What to produce - In the Ideastream passage, where are the organization's headquarters, newsroom, and studios located?

Passage -

──────

Ideastream
- Trade name: Ideastream Public Media
- Industry: Mass media
- Predecessors: Educational Television Association of Metropolitan Cleveland; Cleveland Public Radio;
- Founded: 2001
- Founders: Jerrold Wareham; Kit Jensen;
- Headquarters: Cleveland, Ohio, United States
- Key people: Kevin E. Martin; (president/CEO); Jenny Northern; (general manager); Todd Mesek; (chief marketing officer);
- Services: Public radio and television broadcasting
- Website: ideastream.org

= Ideastream =

Operator of PBS and NPR stations in Cleveland, Ohio

Ideastream (marketed as Ideastream Public Media) is the main public broadcaster in Cleveland, Ohio, United States, serving both Greater Cleveland and much of Northeast Ohio. Its headquarters, newsroom, and radio and television studios are located at the Idea Center in Playhouse Square in Downtown Cleveland. It operates WKSU, the region's main radio news service aligned with NPR, jazz outlet WCSB, classical music outlet WCLV and Cleveland PBS member station WVIZ (channel 25).

──────

Records shown -
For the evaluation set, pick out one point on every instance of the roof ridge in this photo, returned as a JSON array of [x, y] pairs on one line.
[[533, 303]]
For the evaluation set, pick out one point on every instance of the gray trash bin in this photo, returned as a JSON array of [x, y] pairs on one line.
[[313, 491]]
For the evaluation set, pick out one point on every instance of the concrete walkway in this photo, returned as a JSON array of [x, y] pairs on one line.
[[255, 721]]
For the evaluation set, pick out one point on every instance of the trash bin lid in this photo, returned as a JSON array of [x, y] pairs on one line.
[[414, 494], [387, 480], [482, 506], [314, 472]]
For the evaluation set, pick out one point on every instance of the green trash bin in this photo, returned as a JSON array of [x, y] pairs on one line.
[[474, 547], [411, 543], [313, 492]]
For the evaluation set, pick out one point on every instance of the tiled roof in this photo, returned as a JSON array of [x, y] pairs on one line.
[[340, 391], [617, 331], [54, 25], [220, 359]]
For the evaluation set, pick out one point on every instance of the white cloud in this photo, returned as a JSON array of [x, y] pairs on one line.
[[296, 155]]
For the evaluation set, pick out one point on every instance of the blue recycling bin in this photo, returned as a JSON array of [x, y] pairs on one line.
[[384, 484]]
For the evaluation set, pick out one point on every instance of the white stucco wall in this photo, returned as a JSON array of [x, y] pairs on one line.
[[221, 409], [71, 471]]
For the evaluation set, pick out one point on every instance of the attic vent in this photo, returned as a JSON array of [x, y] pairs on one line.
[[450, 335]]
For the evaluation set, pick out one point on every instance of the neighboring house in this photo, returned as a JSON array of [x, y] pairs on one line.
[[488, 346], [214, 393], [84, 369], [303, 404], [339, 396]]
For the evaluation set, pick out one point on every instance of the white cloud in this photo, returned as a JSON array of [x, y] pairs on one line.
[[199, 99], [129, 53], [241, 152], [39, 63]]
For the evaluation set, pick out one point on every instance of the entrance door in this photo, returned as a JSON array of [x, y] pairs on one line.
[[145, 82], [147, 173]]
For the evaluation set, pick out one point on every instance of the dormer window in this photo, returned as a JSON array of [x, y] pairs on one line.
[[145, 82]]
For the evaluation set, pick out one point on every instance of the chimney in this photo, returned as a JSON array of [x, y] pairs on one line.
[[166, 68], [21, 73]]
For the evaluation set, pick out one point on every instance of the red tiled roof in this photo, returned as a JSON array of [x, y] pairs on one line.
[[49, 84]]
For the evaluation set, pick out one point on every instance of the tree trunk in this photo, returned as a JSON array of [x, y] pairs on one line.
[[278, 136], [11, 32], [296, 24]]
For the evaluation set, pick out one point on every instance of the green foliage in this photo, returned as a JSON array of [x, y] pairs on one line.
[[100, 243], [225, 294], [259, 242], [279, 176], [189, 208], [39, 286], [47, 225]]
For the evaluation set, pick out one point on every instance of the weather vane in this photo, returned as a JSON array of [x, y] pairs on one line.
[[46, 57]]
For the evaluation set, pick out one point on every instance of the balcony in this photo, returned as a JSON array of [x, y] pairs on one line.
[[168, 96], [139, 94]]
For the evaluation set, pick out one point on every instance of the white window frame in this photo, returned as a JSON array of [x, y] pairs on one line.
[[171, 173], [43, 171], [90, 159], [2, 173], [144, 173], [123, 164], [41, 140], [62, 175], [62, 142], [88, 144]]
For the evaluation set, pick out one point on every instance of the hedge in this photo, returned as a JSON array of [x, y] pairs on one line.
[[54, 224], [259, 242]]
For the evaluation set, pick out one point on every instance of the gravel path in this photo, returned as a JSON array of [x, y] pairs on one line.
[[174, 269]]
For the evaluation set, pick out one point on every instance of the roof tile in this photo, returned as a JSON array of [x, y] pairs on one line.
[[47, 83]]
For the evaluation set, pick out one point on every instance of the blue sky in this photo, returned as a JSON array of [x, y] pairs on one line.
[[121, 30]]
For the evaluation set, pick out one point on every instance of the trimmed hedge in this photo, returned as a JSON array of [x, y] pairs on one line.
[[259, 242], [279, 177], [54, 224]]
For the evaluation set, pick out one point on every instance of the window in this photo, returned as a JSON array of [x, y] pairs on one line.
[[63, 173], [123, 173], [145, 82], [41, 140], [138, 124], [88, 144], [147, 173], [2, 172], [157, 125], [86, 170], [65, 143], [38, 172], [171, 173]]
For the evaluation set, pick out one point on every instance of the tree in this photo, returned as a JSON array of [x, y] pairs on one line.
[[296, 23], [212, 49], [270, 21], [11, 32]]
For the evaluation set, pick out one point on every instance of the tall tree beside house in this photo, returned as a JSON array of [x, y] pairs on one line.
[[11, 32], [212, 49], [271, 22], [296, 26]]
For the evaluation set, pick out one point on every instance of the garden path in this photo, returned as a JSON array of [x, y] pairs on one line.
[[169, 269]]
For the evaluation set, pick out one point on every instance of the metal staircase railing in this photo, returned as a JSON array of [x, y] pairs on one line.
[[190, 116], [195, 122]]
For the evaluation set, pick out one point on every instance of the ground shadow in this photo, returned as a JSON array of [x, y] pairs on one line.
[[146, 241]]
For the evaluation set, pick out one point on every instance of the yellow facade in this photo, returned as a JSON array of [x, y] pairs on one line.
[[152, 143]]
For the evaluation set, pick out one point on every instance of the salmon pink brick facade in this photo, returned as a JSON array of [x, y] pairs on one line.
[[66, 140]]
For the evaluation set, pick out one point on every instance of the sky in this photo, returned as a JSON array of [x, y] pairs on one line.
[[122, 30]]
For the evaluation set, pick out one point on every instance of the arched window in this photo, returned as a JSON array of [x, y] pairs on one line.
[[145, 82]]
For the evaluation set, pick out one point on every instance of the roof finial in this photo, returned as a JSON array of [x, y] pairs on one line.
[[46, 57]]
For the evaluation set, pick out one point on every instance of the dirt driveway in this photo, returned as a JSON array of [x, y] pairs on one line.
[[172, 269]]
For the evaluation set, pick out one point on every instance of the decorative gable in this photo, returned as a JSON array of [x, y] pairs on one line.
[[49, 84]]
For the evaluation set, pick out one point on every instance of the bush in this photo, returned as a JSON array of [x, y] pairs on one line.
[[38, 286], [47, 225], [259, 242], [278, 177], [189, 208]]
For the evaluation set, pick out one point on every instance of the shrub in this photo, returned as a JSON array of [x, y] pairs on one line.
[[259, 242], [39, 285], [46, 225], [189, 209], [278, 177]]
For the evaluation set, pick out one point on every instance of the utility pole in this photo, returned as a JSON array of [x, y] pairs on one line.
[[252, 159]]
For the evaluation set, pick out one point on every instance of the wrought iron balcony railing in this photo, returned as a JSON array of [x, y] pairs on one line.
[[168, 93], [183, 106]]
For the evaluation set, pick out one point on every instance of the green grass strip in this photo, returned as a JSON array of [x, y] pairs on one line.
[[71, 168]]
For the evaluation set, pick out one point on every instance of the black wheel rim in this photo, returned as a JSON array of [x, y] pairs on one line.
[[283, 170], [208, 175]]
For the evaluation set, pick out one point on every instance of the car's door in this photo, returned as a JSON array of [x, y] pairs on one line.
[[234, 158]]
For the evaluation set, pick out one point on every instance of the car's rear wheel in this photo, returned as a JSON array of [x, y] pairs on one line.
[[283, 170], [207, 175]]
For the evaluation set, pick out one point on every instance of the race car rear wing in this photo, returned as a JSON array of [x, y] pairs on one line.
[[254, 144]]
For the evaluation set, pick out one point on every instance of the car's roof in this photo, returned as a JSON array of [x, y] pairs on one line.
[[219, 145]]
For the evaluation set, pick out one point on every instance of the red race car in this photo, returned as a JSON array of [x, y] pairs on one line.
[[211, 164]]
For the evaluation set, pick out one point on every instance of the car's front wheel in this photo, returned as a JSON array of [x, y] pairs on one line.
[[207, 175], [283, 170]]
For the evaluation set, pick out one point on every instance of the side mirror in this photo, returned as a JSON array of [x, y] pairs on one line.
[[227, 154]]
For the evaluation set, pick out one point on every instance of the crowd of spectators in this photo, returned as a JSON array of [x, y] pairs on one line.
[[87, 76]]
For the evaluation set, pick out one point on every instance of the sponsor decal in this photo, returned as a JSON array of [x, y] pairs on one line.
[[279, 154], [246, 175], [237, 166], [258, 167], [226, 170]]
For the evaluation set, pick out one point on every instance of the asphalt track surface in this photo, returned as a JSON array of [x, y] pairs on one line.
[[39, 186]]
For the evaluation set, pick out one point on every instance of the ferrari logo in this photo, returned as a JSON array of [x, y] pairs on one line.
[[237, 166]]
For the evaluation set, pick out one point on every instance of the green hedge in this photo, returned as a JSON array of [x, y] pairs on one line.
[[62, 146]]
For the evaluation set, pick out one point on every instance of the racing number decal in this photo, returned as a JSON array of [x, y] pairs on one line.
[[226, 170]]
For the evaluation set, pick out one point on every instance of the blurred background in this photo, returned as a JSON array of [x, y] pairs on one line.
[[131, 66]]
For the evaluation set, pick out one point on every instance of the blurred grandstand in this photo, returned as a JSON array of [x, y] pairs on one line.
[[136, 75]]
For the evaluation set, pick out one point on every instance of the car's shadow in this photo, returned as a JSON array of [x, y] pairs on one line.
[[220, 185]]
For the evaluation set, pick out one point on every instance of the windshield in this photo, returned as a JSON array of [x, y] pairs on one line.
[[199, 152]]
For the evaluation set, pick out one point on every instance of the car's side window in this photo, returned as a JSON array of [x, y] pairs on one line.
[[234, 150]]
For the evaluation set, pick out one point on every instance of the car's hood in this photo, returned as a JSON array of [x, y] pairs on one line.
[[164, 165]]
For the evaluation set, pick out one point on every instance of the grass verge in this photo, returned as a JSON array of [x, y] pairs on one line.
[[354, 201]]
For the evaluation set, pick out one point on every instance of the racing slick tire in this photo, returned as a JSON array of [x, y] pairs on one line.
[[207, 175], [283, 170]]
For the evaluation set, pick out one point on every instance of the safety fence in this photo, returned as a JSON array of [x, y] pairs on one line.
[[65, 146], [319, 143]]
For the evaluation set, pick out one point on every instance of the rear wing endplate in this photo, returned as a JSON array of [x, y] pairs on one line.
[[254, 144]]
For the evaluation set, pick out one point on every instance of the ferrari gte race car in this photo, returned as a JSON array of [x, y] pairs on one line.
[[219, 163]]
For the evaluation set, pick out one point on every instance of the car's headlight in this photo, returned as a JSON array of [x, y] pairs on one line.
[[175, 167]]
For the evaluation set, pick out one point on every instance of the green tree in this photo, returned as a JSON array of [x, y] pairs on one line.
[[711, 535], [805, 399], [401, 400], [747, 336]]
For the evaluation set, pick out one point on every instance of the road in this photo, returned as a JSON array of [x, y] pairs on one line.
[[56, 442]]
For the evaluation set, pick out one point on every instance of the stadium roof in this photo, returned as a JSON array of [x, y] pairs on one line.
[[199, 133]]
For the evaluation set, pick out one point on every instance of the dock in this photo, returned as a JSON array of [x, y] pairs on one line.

──────

Response for this exercise - They are at the Idea Center in Playhouse Square in Downtown Cleveland.